Beantworte anhand des Textabschnitts diese Fragen:
(a) Ab welchem Datum laufen die Filme dieser Serie in deutschen Kinos an?
(b) In welchem Sommer spielt der besprochene Film?
(c) Am Rand welcher Stadt liegt das Gartengebiet?

_TEXTABSCHNITT_
>>>
Serie: Die anlaufenden Filme in deutschen Kinos vom 26. Oktober 2017, Teil 2
Claudia Schulmerich
Frankfurt (Weltexpresso) – Das ist ein Film, der die alte Bundesrepublik atmet. Aber wirklich aus jeder Pore. Nicht das Westdeutschland der armen Leute, sondern das gute Leben, das sich eine gewisse Mittelschicht mit elterlichem Erbe gönnen kann.
Wir sind im heiß-schwülen Sommer des Jahres 1976 in einem großen Gartengebiet am Rande von München. Gemeinschaftsgarten heißt das, weil ein Zaun mehrere Grundstücke umfaßt, auf dem einzelne Familien ihre Hütten, Datschen oder bessere Häuser gebaut haben. Das alles klingt sowohl nach Nähe wie auch nach zu viel Nähe, aus der leicht Streit entsteht. Erst recht, wenn es sich nicht um verschiedene Familien handelt, sondern um einen größeren Familienverband, der Anlaß hatte, zusammenzukommen.
<<<
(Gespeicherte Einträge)
>>>
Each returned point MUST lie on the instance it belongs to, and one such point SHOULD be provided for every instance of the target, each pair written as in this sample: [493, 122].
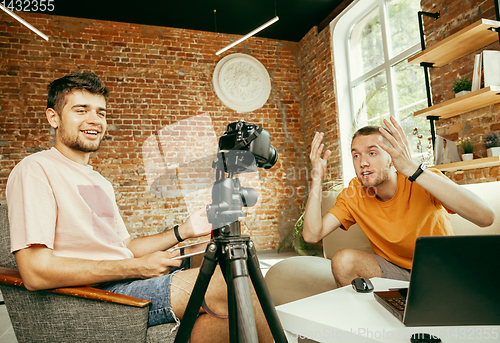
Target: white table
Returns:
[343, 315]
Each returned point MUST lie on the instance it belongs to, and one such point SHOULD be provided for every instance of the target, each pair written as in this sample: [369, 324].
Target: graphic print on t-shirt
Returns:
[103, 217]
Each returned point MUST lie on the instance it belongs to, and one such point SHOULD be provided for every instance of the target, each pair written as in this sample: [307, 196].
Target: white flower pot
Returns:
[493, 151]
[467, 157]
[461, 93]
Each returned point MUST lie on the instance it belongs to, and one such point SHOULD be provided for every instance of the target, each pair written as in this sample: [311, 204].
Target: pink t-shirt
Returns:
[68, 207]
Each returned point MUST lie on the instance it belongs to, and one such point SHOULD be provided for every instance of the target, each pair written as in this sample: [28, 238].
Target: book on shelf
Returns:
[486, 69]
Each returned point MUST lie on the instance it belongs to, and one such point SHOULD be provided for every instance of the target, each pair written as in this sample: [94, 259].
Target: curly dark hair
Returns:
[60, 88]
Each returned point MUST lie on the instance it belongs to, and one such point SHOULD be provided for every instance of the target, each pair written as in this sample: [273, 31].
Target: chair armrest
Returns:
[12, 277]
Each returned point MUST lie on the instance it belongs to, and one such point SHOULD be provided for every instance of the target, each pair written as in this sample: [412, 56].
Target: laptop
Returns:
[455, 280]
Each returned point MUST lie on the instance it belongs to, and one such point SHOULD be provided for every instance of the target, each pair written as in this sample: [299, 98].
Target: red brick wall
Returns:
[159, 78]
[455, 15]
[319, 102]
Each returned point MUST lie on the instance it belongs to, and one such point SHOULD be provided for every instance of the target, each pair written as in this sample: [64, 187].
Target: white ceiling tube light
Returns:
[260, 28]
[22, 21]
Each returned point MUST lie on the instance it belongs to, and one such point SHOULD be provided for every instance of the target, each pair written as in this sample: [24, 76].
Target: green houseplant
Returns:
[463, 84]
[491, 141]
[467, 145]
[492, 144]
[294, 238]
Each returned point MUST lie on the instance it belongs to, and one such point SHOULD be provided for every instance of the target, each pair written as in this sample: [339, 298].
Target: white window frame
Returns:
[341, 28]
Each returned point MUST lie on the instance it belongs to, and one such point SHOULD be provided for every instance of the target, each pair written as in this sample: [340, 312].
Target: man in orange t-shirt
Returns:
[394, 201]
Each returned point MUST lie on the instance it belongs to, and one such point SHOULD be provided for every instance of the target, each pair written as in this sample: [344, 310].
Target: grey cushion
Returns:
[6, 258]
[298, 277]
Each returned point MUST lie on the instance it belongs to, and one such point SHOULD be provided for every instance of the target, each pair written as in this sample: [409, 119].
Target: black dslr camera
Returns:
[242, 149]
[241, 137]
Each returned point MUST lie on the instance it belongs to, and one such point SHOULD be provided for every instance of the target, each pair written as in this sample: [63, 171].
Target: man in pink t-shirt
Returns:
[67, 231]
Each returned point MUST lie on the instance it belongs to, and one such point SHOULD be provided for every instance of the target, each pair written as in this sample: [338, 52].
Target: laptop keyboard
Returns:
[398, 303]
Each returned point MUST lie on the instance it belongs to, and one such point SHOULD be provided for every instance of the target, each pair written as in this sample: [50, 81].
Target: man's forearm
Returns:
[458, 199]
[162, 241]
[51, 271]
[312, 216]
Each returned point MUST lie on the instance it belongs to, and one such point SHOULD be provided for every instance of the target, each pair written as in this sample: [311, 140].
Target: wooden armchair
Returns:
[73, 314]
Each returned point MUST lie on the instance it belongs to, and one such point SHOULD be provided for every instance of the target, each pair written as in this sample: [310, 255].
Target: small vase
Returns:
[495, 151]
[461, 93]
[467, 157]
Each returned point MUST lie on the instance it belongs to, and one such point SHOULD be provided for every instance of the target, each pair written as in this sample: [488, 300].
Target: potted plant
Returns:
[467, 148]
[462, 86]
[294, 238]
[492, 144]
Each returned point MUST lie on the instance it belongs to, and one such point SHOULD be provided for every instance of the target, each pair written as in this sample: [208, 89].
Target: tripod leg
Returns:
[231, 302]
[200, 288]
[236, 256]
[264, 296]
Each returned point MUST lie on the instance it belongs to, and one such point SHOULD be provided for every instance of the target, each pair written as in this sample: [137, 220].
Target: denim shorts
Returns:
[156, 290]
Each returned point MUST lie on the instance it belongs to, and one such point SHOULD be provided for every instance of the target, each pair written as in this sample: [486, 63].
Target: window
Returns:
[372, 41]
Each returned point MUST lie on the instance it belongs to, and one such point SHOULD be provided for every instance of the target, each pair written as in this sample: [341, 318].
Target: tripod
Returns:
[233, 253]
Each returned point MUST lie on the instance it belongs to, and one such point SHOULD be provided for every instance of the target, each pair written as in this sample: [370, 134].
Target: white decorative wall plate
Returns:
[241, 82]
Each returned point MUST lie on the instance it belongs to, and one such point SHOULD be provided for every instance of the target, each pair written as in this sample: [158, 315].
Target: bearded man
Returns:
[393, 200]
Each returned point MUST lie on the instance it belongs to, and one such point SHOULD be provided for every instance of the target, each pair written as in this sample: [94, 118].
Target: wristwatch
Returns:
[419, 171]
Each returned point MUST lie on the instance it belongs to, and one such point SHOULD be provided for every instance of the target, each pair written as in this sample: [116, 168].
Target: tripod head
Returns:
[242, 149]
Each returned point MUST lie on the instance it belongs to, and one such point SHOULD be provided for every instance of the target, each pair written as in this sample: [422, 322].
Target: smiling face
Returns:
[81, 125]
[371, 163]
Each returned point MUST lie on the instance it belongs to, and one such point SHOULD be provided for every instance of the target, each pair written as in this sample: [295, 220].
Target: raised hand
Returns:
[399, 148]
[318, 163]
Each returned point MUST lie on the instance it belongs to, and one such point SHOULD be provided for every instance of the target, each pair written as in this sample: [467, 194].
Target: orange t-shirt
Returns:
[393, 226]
<<<
_LÖSUNG_
(a) Ab dem 26. Oktober 2017.
(b) Im heiß-schwülen Sommer des Jahres 1976.
(c) Am Rand von München.